Work instructions
Copy the entire listing, down to the final line, exactly.

####################

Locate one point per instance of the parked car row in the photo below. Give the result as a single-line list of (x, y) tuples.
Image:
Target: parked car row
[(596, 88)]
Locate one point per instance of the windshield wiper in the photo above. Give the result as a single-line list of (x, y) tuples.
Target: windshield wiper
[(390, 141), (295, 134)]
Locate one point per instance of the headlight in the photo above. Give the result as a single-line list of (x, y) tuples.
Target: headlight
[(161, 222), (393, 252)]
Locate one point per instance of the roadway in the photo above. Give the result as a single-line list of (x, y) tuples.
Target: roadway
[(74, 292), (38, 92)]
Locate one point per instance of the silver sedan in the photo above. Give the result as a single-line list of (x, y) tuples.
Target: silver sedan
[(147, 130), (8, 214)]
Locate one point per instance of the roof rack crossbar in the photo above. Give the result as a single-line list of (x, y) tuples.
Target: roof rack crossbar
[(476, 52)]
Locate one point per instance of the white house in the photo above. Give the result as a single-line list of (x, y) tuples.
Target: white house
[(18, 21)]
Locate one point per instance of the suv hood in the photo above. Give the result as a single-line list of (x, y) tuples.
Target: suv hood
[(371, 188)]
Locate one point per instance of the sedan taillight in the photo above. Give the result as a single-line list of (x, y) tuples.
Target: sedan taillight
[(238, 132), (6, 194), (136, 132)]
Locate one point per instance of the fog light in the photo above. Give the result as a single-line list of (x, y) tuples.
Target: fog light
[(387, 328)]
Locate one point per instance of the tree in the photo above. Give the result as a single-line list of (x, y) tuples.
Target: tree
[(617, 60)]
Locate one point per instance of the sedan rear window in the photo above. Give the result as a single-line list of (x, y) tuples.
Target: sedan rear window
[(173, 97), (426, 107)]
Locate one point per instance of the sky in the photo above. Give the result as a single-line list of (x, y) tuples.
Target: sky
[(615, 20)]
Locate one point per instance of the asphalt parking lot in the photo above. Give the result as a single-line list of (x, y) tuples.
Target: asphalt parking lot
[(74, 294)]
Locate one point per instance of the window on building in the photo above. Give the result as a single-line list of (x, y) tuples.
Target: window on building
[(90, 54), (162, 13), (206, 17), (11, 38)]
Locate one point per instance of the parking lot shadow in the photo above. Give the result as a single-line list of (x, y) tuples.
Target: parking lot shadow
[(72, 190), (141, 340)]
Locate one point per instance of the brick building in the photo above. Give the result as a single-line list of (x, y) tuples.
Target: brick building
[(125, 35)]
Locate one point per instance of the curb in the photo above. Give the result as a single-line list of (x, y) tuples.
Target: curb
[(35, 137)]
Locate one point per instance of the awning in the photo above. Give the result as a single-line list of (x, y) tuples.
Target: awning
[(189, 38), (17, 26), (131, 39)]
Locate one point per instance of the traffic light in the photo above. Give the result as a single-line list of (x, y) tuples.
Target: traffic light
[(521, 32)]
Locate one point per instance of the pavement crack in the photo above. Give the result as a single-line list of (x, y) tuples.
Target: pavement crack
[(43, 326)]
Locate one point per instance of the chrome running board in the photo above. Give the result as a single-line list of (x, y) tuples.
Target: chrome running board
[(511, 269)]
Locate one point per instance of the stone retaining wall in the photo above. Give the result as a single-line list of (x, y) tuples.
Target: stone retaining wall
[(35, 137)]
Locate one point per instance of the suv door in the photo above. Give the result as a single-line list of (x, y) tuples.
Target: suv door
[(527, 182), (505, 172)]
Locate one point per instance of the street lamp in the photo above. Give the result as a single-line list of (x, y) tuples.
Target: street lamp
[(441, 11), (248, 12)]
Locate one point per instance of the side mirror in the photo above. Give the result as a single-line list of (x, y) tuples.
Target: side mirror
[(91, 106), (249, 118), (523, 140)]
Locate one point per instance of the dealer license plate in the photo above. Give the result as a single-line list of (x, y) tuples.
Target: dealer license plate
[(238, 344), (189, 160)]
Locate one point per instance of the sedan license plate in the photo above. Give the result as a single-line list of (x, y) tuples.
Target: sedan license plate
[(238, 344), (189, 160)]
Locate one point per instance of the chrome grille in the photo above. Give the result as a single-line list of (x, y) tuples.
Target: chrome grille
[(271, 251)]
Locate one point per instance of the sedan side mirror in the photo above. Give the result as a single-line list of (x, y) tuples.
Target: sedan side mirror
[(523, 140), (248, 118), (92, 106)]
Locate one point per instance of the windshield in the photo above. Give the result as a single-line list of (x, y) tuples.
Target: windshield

####################

Exercise result
Locate one point per instance of the parked car row in the photo below. Give the result as a single-line list of (x, y) tuples.
Image:
Target: parked car row
[(596, 88)]
Locate one point per instance of the windshield wiper in the photo above. Give the result as a single-line list of (x, y) tuples.
Target: windshield wiper
[(390, 141), (295, 134)]
Locate one point per instance of the headlight in the photo above. Give the result as a single-line list of (x, y) tuples.
Target: headlight
[(161, 222), (393, 252)]
Locate one point per instance of the roadway in the photo above. Give the result as a single-line list of (x, y) tuples.
Target: roadway
[(74, 292), (38, 92)]
Locate one point per instance of the silver sedan in the photo above. Give the result as a single-line list of (x, y) tuples.
Target: silver sedan
[(147, 130), (8, 214)]
Locate one point per instance of the roof rack crossbar in the photo above. Give the result as a single-line list of (x, y) tuples.
Target: roof rack crossbar
[(476, 52)]
Locate one point per instance of the white house in the photo above. Give the result as a single-line list of (x, y) tuples.
Target: white house
[(18, 21)]
Locate one point per instance of the suv hood in the photo above. Give the result as a single-line list of (x, y) tuples.
Target: suv hood
[(371, 188)]
Locate one point per instance of the sedan taillight in the photo above. Give the result as a single-line list of (x, y) tuples.
Target: sedan taillight
[(238, 132), (6, 194), (136, 132)]
Locate one point per instance of the fog light in the photo above. Give the result as a single-line list of (x, y) tuples.
Target: fog light
[(387, 328)]
Locate one point per instance of the tree in the photo above. Give the result as a single-line list of (x, y) tuples.
Target: tree
[(617, 60)]
Locate one point per instance of the sedan rear window in the photo above. Give the result as a single-line list of (x, y) tuples.
Target: sedan rear window
[(173, 97), (426, 107)]
Locate one point per instance of the sky in the photo above. Give the result as a single-line list of (x, y) tuples.
Target: sky
[(615, 20)]
Locate one point per instance of the asphalt parking lot in the photo above. Give the result as a single-line list of (x, y) tuples.
Target: asphalt parking lot
[(74, 294)]
Locate one point per instance of the window on building in the photo above. Give the result as a single-line list of (x, y) tuples.
Target: window on building
[(90, 54), (162, 13), (206, 17), (11, 38)]
Locate one point per instance of the parking lot shadow in the photo above. Give the result as a single-line list of (x, y) tuples.
Target: parking lot shadow
[(72, 190), (141, 340)]
Locate one point per instance of the brick building in the photo above. Give the result as a single-line list of (x, y) tuples.
Target: brick building
[(125, 35)]
Locate one point per instance of the curb in the photo above. Give the result as a single-line list of (x, y) tuples.
Target: curb
[(35, 137)]
Locate one point per instance of the awning in the photo above. Give the result as a single-line list of (x, y) tuples.
Target: awning
[(189, 38), (17, 26), (131, 39)]
Locate one point per instance of the traffic light in the photo above. Give the result as a single-line list of (x, y) tuples.
Target: traffic light
[(521, 32)]
Locate one point per instance of the pavement crack in the photo above. Give the result as a single-line list of (x, y) tuples.
Target: pavement crack
[(43, 326)]
Locate one point per instance of the chrome running board in the photo above. Give the result as a single-line list of (x, y) tuples.
Target: chrome running board
[(511, 269)]
Locate one point per instance of the stone retaining wall in the photo above. Give the result as a single-line list of (x, y) tuples.
Target: stone retaining wall
[(35, 137)]
Locate one point per instance of the suv door in the photo above. Give the result as a single-line list of (x, y) tuples.
Target: suv door
[(527, 182), (505, 172)]
Locate one point per instance of the street lamp in the photo above. Give the result as a single-line list of (x, y) tuples.
Target: street lamp
[(441, 11), (248, 12)]
Locate one point per instance of the side mirror in the photo above. Give the result as a single-line list of (x, y) tuples.
Target: side mirror
[(91, 106), (249, 118), (523, 140)]
Locate one point per instance of the dealer license plate in the photo above. Give the result as a single-line list of (x, y) tuples.
Target: dealer license plate
[(238, 344), (189, 160)]
Locate one point per instance of the sedan license plate in the photo above. Give the result as a single-line list of (x, y) tuples.
Target: sedan license plate
[(238, 344), (189, 160)]
Locate one point per instance of the chrome grille in the photo above. Give the result as a single-line list of (x, y) tuples.
Target: chrome grille
[(271, 251)]
Locate one point per instance of the sedan side mirror in the photo above. Give the result as a single-line list of (x, y) tuples.
Target: sedan side mirror
[(523, 140), (248, 118), (92, 106)]
Locate one point per instance of the windshield in the photo above. Give the result as a single-line list of (x, y) tuples.
Target: windshield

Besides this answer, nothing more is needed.